SET EXERCISE
In the reading discussion below, how does Debby describe Padre Blazon?

EXTRACT TO READ

Funny Business

(through section IV, book 1 of The Deptford Trilogy)

Tim: Something I think we’ve both discovered while reading this week: this book is funny! I literally laughed aloud multiple times. But just to be clear, this is no Hitchhiker’s Guide to the Galaxy. It’s not a comic endeavor. It’s funny in its cleverness, its ability to twist little phrases. I found it funny in the same way as sitting around with someone and finding they have something amusing to say. Which is really what we do for large sections of the middle part of this book: sit and listen to one of Dunstan Ramsey’s acquaintances go on about something. So maybe what I’m really getting at is the deeper fact that these characters, feel very real to me, in large part because I seem to share a sense of humor with several of them.

Debby: True, but I seem to find the humor as Robertson Davies’, rather than the characters. Dunstan is quite a bore, Leola a girlish imp, and Padre Blazon an absolute crackpot. Yet, somehow Davies’ manages to capture the inescapably amusing aspects of his characters.

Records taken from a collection
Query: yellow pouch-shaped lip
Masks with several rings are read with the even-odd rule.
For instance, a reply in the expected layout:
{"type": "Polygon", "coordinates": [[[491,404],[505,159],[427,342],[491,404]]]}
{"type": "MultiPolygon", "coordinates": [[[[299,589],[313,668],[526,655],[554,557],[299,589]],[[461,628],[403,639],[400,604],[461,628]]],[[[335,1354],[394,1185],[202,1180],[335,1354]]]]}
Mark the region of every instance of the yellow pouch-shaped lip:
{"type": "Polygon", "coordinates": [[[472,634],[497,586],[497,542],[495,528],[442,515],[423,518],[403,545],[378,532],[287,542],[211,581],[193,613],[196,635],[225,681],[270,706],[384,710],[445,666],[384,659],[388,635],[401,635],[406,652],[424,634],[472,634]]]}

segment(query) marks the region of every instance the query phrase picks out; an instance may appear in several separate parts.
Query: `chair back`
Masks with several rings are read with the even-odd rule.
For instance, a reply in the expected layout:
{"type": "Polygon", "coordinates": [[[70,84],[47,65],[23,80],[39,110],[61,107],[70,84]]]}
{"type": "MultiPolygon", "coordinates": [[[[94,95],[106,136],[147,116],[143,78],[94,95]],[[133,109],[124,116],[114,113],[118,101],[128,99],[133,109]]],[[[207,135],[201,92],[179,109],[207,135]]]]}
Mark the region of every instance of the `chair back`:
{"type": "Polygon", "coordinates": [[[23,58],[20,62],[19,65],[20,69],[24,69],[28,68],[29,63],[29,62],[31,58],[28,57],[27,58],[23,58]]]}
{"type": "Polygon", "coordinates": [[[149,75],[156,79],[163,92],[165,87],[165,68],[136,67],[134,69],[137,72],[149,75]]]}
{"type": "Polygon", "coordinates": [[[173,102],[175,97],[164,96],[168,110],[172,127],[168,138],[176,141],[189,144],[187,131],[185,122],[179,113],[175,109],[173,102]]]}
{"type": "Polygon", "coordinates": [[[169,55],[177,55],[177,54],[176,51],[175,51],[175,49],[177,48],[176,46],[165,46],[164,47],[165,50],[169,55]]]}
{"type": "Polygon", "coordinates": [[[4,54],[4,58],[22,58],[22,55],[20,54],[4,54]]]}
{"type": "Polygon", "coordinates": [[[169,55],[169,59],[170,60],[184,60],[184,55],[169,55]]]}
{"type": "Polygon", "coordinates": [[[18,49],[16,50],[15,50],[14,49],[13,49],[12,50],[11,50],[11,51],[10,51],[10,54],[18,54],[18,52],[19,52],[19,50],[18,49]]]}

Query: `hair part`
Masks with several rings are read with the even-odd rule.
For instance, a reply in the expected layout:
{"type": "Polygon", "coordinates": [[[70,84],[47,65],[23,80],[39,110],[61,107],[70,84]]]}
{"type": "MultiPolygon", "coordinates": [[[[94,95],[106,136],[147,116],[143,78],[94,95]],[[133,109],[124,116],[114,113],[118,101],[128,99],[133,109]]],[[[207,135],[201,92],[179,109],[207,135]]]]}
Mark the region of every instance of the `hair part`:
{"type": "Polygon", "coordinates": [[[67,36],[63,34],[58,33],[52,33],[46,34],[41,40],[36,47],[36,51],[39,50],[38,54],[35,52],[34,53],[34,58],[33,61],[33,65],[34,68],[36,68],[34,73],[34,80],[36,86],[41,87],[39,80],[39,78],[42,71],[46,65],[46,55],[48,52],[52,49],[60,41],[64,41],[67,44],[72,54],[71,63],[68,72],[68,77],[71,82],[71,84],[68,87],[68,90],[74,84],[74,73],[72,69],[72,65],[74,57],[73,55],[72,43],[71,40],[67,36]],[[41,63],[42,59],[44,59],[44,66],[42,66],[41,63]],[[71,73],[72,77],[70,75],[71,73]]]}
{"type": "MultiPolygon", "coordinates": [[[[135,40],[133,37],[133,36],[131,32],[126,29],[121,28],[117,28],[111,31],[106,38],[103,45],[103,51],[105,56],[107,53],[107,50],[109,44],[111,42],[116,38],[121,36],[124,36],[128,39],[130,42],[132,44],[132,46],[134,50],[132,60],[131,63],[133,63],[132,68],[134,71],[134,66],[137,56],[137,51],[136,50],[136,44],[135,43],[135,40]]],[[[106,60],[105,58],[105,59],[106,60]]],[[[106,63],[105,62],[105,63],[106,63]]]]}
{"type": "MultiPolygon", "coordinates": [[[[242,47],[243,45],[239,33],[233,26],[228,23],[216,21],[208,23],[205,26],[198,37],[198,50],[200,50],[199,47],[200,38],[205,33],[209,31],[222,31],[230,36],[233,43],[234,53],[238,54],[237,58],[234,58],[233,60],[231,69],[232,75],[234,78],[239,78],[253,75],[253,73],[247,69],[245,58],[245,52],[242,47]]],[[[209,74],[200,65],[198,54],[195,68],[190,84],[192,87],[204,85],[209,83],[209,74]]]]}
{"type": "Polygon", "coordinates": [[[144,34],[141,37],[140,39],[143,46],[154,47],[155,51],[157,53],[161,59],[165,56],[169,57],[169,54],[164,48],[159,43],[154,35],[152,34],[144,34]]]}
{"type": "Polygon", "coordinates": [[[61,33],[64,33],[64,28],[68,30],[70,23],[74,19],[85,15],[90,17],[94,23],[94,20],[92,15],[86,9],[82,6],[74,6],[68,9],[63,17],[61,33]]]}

SOLUTION TO THE EXERCISE
As an absolute crackpot.